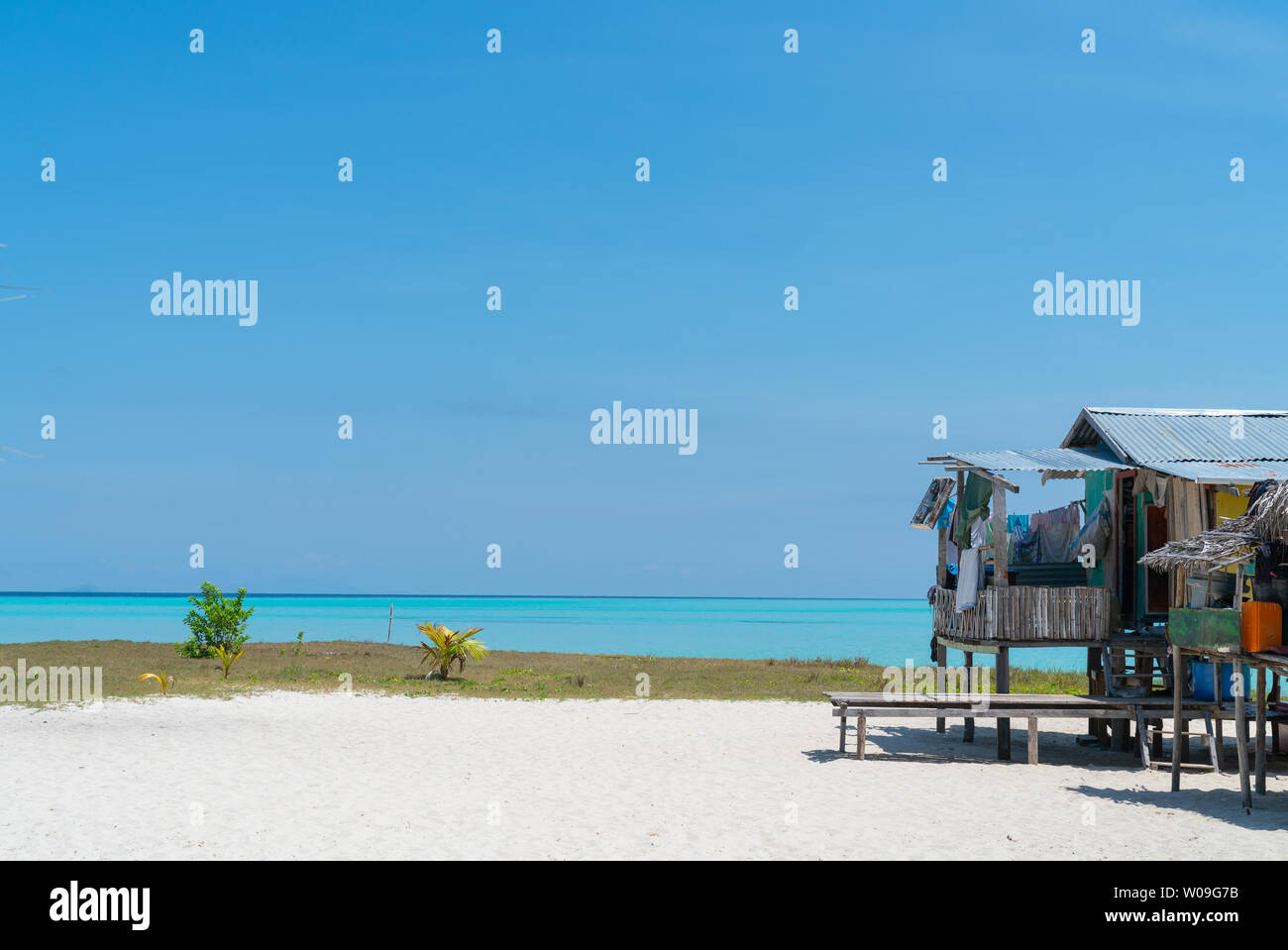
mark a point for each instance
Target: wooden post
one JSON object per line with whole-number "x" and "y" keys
{"x": 1000, "y": 579}
{"x": 941, "y": 568}
{"x": 1240, "y": 739}
{"x": 1177, "y": 684}
{"x": 1261, "y": 730}
{"x": 1219, "y": 739}
{"x": 1004, "y": 685}
{"x": 940, "y": 680}
{"x": 1096, "y": 687}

------------

> **Ваша задача**:
Оформите все строки из записей выше как JSON-список строк, по одной на каждую строку записей, а пустые строки пропустите. Картинки в ответ не включайте.

> **Готовое решение**:
[
  "mark a point for each instance",
  "Target: wooden post",
  "one JSON object per line with whole-number \"x\" and \"y\" keys",
  "{\"x\": 1000, \"y\": 579}",
  "{\"x\": 941, \"y\": 568}",
  "{\"x\": 1240, \"y\": 739}",
  "{\"x\": 1177, \"y\": 684}",
  "{\"x\": 1261, \"y\": 730}",
  "{\"x\": 1219, \"y\": 739}",
  "{\"x\": 1004, \"y\": 685}",
  "{\"x\": 940, \"y\": 680}",
  "{\"x\": 1096, \"y\": 687}"
]